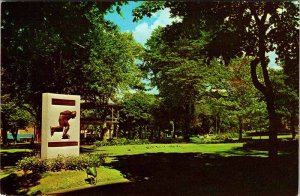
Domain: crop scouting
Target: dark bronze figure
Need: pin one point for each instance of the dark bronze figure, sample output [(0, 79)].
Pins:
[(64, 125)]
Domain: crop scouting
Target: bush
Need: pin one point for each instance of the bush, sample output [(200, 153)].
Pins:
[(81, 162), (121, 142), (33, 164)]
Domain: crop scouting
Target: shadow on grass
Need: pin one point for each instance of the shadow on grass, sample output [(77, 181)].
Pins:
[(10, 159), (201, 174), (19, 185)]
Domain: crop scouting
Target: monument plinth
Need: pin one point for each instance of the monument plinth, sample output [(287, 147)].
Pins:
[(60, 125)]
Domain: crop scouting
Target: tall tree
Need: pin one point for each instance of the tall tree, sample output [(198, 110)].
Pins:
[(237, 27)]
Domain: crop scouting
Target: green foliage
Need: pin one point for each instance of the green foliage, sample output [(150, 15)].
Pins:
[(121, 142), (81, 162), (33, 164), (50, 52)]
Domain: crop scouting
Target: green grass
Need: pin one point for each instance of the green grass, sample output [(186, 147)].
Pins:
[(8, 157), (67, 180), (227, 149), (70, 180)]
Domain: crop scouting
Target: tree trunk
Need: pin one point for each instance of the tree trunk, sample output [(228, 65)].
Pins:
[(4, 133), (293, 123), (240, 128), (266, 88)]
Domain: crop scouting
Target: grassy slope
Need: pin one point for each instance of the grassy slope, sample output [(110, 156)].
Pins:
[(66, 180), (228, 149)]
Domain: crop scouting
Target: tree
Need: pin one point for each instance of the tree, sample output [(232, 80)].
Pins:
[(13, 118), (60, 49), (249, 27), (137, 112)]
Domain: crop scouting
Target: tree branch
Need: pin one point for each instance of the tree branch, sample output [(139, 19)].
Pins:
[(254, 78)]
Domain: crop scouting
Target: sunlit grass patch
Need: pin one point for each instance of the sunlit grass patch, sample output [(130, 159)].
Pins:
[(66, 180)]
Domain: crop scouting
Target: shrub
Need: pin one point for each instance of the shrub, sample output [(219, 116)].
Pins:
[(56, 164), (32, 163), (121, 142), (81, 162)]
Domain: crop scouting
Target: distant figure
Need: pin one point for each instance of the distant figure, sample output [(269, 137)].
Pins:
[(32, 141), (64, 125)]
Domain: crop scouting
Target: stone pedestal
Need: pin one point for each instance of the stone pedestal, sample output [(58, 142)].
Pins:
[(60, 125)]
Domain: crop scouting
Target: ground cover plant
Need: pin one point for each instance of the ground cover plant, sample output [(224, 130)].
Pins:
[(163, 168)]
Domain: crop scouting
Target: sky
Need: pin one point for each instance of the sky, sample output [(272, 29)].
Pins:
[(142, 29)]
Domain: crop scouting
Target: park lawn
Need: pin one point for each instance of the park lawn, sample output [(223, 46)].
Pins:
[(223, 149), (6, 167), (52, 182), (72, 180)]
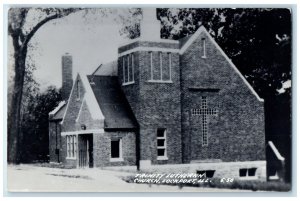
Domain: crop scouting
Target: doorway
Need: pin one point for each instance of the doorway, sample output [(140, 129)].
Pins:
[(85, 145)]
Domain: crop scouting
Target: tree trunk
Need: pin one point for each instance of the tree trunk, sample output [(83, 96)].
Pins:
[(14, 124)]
--
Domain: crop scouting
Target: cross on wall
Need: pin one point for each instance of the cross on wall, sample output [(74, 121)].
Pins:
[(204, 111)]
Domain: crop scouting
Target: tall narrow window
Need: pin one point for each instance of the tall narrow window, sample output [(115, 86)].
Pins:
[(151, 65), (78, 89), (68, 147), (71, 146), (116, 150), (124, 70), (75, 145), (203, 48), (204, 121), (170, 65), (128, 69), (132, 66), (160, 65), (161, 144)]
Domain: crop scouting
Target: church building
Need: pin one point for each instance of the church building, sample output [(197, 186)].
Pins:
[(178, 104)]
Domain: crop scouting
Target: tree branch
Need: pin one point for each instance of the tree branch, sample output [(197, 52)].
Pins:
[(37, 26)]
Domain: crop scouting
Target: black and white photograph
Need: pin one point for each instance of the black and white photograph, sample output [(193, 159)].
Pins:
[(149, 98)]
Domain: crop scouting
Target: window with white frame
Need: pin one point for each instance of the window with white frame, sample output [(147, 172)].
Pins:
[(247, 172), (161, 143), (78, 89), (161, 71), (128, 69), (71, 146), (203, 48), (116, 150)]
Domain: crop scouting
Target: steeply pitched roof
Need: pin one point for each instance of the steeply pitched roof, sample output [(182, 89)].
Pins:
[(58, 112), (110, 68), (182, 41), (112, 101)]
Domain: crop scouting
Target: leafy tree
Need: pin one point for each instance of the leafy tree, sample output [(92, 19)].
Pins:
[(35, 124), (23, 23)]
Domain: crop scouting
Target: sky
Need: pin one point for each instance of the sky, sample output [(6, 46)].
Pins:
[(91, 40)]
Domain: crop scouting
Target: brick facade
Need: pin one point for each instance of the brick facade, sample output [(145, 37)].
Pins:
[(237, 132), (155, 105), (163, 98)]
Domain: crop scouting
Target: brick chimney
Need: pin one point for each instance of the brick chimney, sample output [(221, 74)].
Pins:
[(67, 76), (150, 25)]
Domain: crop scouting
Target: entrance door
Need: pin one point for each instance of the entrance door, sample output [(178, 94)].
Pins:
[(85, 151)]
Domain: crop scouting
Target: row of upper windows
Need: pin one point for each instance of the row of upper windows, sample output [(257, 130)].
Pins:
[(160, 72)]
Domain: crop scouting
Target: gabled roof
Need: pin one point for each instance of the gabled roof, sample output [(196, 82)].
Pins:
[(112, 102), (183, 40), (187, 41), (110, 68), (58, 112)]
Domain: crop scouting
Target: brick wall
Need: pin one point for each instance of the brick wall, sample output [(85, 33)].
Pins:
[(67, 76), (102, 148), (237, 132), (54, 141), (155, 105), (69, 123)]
--
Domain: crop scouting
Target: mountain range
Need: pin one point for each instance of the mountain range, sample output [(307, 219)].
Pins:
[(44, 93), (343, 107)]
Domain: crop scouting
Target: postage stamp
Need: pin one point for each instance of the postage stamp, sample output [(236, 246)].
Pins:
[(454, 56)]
--
### Stated goal
Collect every line of the items above that contains the string "plinth", matching case exactly.

### Full response
Target: monument plinth
Need: pin one point for each instance of the monument plinth, sample output [(287, 147)].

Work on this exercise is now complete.